Please write out every entry below, word for word.

* **Data records**:

Segment Open

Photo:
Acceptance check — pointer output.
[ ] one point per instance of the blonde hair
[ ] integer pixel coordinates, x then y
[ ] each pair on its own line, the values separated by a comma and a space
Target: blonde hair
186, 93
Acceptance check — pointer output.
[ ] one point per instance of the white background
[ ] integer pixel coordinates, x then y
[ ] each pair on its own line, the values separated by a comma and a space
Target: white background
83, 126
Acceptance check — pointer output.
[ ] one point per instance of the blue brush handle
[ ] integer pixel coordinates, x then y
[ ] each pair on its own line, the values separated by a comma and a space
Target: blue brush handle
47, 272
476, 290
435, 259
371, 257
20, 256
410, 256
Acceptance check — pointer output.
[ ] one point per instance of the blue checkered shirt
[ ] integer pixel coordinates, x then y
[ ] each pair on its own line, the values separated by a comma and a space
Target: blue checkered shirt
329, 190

Segment Closed

* **Answer box**:
Photo:
Acceptance check — pointer output.
[ ] one point per instance of the blonde hair
[ ] integer pixel coordinates, x then y
[ ] each pair on its own line, the values separated by a comma and a space
Target: blonde hair
186, 93
Acceptance check — pointer output.
[ ] one point per instance of the white background
[ ] integer pixel coordinates, x then y
[ ] each pair on its own line, the values separated by a comma and a space
Target: white background
83, 126
Acceptance check — pointer output.
[ ] one point per instance of the blue brush handle
[ ] integer pixel coordinates, x then y
[ ] each pair on its own line, the values separated by a comma and a space
Target: blue brush handle
47, 272
476, 290
435, 259
371, 257
20, 256
410, 256
Acceptance check — pointer output.
[ ] one point per instance of the blue checkered shirt
[ ] integer pixel coordinates, x then y
[ ] each pair on its own line, the values separated by a comma and a space
Target: blue checkered shirt
329, 190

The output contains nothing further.